→ EXERCISE OBJECTIVE: Keyword search on "bird": report each line of the records that contains it.

[Region pointing data]
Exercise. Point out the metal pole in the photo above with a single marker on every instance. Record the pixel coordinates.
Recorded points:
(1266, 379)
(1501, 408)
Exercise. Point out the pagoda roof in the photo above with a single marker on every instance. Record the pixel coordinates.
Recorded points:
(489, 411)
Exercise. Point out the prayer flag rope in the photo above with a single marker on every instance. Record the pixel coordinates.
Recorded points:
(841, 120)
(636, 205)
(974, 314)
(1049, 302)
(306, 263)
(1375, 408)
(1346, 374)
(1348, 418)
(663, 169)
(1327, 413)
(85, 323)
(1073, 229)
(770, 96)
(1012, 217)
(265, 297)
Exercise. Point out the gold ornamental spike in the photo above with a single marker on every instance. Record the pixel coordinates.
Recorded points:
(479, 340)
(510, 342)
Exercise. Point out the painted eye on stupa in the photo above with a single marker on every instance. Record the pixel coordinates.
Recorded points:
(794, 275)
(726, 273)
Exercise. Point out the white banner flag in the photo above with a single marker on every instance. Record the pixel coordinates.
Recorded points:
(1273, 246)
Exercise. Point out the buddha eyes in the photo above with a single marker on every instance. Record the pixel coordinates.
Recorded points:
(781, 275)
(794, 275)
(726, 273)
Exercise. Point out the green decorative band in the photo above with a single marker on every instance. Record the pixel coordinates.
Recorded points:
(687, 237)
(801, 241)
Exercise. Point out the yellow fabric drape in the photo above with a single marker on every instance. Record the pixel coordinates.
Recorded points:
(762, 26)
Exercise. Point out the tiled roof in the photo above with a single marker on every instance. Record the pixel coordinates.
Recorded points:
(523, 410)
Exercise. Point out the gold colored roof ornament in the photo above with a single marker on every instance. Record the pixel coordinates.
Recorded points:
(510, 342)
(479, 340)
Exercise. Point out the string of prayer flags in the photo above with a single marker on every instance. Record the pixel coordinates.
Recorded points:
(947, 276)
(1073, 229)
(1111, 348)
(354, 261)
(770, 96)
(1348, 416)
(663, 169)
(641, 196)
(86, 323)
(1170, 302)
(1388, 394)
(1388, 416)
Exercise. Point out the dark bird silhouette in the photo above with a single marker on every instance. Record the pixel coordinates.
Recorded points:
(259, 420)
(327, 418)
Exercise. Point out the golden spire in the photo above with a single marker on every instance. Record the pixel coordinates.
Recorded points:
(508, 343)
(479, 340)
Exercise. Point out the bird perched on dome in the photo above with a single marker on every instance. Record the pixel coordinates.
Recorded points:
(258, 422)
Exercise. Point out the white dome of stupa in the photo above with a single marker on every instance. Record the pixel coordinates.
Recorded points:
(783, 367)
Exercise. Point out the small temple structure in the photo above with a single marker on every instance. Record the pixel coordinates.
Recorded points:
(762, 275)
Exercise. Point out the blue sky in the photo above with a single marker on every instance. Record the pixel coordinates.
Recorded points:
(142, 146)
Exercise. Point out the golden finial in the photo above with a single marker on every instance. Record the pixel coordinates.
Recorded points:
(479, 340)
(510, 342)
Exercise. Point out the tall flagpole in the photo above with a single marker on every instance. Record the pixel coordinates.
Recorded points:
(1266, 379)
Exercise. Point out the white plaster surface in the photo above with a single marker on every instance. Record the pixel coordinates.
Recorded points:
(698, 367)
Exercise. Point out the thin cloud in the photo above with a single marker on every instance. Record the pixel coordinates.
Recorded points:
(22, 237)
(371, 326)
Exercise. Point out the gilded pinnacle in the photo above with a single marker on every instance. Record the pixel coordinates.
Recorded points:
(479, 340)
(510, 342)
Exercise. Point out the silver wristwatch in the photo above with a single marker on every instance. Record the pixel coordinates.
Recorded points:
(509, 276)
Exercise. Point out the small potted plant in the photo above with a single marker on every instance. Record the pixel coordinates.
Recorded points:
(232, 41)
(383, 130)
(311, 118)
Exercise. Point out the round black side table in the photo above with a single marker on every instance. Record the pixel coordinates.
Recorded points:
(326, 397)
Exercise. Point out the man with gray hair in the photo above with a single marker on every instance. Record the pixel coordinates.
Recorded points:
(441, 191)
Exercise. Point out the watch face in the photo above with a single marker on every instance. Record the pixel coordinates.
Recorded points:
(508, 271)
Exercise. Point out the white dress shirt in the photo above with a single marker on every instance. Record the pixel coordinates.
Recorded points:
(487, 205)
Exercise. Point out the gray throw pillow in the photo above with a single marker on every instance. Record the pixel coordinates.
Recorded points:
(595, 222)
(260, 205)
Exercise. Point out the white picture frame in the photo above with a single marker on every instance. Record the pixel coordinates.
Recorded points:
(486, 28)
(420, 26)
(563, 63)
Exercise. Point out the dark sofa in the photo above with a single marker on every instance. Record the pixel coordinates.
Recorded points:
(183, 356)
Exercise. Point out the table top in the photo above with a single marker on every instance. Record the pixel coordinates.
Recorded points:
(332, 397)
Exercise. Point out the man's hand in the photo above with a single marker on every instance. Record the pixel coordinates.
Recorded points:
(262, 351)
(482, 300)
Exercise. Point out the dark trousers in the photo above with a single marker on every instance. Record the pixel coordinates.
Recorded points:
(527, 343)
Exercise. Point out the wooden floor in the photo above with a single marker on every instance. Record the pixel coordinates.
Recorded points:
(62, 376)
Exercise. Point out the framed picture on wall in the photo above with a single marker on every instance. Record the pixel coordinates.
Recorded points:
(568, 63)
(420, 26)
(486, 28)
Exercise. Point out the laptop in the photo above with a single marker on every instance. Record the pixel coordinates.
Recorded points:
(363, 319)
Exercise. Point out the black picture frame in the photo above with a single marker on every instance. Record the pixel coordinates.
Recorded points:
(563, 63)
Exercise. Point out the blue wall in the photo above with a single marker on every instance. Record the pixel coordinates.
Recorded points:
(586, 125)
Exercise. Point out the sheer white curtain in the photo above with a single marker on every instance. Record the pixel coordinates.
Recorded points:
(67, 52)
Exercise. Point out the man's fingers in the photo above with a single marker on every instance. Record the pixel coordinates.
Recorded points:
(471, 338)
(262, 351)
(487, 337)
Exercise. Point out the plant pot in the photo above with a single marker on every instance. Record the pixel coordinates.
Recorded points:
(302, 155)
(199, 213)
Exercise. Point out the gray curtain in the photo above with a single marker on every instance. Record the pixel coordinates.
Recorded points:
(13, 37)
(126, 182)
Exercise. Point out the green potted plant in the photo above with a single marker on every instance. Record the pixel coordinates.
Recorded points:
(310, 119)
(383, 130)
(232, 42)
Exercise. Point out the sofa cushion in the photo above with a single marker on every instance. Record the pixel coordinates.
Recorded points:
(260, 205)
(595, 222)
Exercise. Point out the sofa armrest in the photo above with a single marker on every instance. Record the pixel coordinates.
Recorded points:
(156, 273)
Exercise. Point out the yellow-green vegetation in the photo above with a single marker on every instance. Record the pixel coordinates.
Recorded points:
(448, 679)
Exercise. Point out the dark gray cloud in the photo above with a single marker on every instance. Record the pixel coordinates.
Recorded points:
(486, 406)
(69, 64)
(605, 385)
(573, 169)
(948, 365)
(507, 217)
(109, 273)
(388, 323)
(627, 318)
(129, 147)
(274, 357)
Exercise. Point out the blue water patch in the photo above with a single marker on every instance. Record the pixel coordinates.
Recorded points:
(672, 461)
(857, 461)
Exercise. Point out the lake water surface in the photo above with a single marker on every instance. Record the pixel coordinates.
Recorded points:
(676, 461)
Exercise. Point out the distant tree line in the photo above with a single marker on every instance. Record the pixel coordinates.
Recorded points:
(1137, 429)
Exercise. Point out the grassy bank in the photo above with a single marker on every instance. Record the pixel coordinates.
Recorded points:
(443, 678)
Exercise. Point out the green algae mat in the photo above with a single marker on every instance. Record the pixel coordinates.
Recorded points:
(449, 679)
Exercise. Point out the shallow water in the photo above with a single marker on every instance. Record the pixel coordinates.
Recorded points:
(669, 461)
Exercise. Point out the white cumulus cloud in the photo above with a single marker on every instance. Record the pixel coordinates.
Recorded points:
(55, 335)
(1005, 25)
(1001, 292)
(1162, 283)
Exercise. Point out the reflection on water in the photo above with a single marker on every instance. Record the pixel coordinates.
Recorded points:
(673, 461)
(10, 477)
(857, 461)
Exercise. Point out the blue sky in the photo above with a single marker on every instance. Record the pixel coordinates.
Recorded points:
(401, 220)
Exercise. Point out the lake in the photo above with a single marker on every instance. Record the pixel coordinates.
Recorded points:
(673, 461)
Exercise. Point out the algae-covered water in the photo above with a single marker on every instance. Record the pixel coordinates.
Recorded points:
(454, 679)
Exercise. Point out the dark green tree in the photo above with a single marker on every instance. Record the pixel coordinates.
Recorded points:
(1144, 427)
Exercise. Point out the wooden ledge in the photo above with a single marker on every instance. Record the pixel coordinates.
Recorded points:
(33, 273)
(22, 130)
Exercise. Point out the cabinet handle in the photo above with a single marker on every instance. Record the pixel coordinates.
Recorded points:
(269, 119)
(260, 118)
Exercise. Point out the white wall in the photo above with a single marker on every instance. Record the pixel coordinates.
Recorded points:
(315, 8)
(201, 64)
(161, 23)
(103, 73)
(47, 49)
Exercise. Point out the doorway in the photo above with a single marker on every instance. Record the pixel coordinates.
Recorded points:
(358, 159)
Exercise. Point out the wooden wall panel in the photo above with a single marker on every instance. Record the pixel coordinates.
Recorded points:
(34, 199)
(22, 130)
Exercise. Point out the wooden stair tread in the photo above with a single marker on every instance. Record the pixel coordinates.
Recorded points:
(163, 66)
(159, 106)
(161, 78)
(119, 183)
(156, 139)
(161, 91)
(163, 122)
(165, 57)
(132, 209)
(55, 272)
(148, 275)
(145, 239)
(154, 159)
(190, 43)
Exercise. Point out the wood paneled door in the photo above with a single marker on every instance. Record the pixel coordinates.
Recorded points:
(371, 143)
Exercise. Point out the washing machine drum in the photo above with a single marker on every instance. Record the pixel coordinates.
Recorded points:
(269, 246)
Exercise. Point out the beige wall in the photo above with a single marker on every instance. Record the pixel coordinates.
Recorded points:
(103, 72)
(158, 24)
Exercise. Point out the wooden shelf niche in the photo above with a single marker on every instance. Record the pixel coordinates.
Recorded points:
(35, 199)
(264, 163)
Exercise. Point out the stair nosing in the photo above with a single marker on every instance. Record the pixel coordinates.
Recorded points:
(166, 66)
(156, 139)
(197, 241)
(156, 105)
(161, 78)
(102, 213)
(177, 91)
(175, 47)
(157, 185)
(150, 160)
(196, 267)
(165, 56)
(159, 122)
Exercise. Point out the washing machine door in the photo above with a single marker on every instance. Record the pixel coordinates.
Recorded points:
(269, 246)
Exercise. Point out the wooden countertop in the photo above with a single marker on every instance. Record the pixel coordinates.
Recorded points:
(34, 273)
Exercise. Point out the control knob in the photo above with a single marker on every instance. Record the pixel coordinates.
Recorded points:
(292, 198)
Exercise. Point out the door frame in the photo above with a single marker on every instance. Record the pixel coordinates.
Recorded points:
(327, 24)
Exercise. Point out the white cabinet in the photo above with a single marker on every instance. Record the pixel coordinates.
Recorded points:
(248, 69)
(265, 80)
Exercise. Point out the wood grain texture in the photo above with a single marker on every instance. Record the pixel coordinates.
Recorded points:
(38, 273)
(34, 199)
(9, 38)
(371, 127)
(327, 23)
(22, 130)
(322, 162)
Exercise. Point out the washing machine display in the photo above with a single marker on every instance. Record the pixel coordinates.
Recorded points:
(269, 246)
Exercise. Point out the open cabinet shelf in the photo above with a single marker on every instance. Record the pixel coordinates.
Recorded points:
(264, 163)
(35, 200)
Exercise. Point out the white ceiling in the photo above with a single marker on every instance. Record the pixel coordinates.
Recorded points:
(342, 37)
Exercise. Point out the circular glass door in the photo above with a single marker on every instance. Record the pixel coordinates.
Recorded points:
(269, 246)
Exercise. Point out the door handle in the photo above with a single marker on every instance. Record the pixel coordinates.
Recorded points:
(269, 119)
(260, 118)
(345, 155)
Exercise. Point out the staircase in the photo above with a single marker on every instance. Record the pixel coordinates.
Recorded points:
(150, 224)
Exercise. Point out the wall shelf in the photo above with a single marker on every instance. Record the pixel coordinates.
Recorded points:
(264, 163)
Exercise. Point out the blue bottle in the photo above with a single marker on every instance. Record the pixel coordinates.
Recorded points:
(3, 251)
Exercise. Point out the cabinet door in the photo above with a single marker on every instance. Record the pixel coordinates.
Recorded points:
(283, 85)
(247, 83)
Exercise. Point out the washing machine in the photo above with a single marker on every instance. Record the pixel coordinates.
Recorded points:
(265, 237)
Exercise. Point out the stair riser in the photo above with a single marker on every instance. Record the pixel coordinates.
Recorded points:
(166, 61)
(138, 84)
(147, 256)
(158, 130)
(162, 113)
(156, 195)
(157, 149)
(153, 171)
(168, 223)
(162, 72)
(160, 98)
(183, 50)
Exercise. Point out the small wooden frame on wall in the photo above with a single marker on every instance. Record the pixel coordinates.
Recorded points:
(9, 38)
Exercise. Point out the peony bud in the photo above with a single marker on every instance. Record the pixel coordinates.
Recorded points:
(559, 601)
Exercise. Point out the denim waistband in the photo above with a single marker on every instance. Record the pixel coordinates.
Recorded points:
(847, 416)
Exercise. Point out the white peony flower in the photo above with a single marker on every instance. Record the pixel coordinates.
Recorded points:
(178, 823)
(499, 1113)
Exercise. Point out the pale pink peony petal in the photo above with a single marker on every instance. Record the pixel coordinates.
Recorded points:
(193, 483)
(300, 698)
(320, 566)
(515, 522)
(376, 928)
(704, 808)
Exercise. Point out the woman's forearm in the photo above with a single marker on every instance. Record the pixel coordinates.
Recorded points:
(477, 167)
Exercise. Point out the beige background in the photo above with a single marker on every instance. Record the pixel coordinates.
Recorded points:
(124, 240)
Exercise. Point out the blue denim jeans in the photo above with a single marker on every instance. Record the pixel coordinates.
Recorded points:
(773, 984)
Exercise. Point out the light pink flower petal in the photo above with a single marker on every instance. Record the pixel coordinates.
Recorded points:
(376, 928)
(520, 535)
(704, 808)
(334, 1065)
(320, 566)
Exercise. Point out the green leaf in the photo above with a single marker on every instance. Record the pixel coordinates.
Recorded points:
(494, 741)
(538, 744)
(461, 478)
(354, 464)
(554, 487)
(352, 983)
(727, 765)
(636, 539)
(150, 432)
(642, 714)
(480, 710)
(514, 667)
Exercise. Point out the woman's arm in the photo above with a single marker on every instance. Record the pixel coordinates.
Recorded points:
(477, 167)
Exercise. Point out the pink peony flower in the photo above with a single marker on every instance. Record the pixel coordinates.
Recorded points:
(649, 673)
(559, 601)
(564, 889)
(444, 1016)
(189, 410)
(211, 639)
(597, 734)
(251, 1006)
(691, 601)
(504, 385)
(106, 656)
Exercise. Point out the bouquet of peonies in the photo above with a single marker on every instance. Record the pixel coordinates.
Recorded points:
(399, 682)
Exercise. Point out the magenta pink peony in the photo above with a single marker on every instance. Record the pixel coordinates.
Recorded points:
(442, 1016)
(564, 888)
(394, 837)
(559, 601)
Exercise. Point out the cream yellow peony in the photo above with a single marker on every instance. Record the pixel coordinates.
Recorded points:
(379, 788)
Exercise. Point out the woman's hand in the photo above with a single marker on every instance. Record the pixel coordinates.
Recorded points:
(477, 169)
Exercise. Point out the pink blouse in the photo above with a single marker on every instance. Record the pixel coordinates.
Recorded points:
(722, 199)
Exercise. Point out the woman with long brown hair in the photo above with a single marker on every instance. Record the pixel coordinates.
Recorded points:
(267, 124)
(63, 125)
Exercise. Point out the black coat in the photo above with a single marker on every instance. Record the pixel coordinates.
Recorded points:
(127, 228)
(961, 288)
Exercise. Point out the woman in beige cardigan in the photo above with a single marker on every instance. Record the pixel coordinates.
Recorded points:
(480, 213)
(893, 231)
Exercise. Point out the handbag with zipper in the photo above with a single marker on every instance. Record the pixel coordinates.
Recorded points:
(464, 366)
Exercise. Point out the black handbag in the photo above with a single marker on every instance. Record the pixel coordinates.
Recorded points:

→ SOLUTION:
Exercise. Point out the dark bird silhouette in the photo above with a single marker on every instance. Record the pixel coordinates.
Exercise. Point out the bird perched on dome in the photo above with a single marker on every instance. Record the pixel coordinates.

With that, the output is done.